▸ GIVEN TEXT:
--- start ---

If Equation (13) has a positive value, the CPU has slack time, and the CPU should wait for the GPU to finish its execution. To find the slack on different GPUs, we use Equation (14) for each individual GPU. Similarly, if it has a positive value, the GPU will have the slack. There is no slack in the CPU or GPU when the value is 0.

We can reduce power consumption without affecting performance for the next iteration by properly reducing the frequency of the processing units to only eliminate the slack. As we have shown in the earlier section, the execution time of the LU factorization is proportional to the frequency of computing units.

We use the Advanced Configuration and Power Interface (ACPI) to change the CPU core’s frequency at runtime to reduce the voltage/frequency transition time. Our frequency enforcement is performed by manipulating each core’s “scaling_setspeed” file. When this device file is modified, Linux triggers a group of system calls that adjust the CPU core’s frequency in about 40 microseconds. Compared to the hundreds of msecs of CPU and GPU execution times per iteration (Figures 3 and 7), this overhead is negligible.

We derive the equation to find the optimum frequency for the units on the non-critical path based on the current and target execution time. Equation (15) below is derived to calculate the amount of optimum frequency, where \(f_{opt}\) and \(f_{default}\) are the optimum and default frequencies of the component with slack at a given iteration:

\begin{equation} \displaystyle f_{opt} = f_{default} \times \frac{\max (T_{CPU},T_{GPU})-slack}{\max (T_{CPU},T_{GPU})}. \end{equation}

(15)

--- end ---

▸ EXTRACTED INFORMATION:
--- start ---

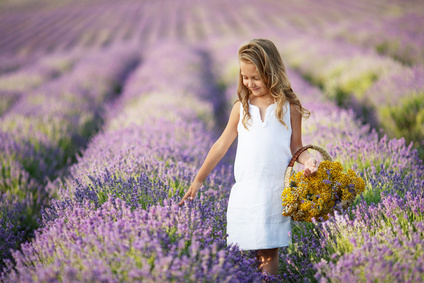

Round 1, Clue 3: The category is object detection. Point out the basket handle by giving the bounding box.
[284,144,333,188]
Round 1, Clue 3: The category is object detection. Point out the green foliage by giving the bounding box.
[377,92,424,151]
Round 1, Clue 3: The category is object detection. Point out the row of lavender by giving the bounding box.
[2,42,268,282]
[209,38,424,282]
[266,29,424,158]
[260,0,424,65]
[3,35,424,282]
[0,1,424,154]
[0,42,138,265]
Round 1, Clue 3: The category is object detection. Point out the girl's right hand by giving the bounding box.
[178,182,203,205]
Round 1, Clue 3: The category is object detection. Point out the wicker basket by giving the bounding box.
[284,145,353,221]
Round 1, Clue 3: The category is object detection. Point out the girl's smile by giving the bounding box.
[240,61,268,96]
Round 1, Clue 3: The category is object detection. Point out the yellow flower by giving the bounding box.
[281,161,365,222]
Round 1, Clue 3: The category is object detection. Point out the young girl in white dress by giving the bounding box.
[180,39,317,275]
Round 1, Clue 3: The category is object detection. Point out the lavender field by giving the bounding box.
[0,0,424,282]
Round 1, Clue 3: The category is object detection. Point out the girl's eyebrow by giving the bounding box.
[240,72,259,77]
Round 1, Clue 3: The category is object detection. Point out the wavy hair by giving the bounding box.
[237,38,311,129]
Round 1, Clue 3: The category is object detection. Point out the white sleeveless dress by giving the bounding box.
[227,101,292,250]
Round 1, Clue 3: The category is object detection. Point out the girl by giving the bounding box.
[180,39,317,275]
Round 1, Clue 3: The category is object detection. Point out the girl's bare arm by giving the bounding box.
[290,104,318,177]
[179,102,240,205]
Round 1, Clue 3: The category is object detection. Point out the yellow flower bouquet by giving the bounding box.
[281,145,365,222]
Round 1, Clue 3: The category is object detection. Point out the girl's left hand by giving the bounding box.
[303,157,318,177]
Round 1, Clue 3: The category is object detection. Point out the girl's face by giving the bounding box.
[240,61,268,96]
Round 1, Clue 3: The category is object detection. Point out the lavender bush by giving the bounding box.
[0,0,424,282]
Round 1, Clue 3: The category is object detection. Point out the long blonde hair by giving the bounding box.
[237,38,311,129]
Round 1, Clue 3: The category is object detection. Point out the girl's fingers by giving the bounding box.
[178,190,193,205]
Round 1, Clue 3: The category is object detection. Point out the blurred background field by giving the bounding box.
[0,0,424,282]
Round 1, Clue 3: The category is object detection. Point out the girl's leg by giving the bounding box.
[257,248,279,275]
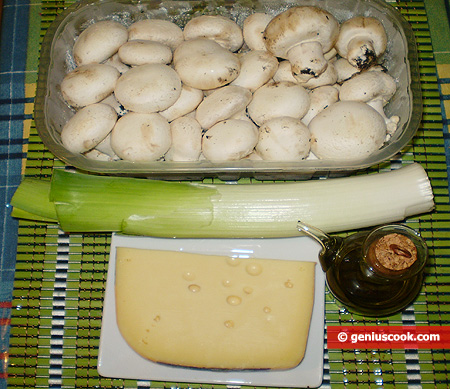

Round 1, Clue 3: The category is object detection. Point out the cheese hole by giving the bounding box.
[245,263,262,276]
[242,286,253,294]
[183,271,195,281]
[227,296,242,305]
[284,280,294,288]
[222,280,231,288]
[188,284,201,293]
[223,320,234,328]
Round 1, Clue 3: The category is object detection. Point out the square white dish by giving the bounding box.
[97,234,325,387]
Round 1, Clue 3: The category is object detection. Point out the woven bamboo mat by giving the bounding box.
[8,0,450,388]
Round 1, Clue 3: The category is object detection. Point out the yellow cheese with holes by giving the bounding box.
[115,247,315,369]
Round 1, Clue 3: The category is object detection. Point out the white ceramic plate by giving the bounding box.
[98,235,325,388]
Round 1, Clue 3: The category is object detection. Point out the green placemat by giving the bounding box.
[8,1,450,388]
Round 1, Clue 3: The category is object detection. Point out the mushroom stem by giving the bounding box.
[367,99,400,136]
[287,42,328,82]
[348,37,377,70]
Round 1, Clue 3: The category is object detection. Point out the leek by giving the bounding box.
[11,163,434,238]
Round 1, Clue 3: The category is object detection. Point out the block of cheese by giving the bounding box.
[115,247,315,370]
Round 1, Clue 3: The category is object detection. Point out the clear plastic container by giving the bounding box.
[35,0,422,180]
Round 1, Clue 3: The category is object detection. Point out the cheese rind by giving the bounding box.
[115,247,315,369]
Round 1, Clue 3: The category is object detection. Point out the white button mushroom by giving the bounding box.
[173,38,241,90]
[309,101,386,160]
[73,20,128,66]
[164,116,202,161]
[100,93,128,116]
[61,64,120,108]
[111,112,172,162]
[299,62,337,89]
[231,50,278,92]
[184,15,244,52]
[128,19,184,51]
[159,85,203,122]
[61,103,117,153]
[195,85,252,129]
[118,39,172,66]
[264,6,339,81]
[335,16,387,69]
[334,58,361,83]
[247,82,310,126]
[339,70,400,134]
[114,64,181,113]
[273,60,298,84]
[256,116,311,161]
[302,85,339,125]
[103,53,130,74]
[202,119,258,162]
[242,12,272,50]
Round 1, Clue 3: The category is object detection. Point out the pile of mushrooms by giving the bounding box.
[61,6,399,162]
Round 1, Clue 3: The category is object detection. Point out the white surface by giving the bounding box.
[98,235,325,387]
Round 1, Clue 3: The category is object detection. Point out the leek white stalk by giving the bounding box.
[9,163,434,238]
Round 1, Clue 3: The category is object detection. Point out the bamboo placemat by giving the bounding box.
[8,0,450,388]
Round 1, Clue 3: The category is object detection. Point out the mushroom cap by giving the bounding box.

--- end ---

▸ LIST OF TASKS:
(a) In the frequency-scaling text:
(i) What happens when Equation (13) has a positive value?
(ii) Which file does the frequency enforcement manipulate for each core?
(iii) About how long does Linux take to adjust a CPU core's frequency?
(b) Write the next part of the frequency-scaling text, picking up right after Equation (15).

▸ ANSWERS FOR THIS EXERCISE:
(a)
(i) The CPU has slack time and should wait for the GPU to finish its execution.
(ii) Each core's "scaling_setspeed" file.
(iii) About 40 microseconds.

(b)
The frequency of the CPU/GPUs is adjusted using the pseudo code provided in Algorithm 2. We choose the minimum frequency if the adjusted frequency is less than the minimum defined frequency. When an adjusted frequency is not supported by the hardware, two consecutive available frequencies are used to eliminate the slack. This is because only available discrete frequencies offered by CPU and GPU DVFS are taken into account in GreenMD.

4.1 Scalability of the Proposed Method

With increasing the number of GPUs, since, using the algorithmic knowledge, the amount of operations are known on each GPU, we can still estimate the execution time of each GPU during each iteration of the LU factorization, and as a result, we can find the slack. The amount of slack on the CPU and GPUs will be varied based on the size of the input matrix and the number of GPUs. In this article, the input size of the input matrix was limited by memory size of the GPUs. For the same input size of the matrix, if we increase the number of GPUs, the amount of slack will be even more on the GPUs and we can save even more energy. This is because the main source of power consumption is consumed by the GPUs in a heterogeneous system with GPUs. According to the empirical results provided in the article, at earlier iterations, since the panel widths are larger, the CPU takes more time than the GPU to factorize the panel and we still experience slack on the GPU unless more CPUs and potentially GPUs are employed to help the CPU to factorize the panel. And if the number of GPUs increases, in later iterations, when the trailing matrix size is getting smaller and smaller, there could still be slack in the GPUs that can be utilized for energy saving.

5 Undervolting

Since we don’t compromise the LU cauterization’s performance, DVFS can only be utilized to reclaim slack on non-critical path components. This is because using DVFS on critical paths degrades the application’s overall performance for compute-intensive workloads [3]. DVFS is mainly concerned with dynamic power consumption. However, the static power is becoming predominant in today’s technology. Hence, we also employ undervolting (at a fixed frequency) to reduce both static and dynamic power while maintaining performance.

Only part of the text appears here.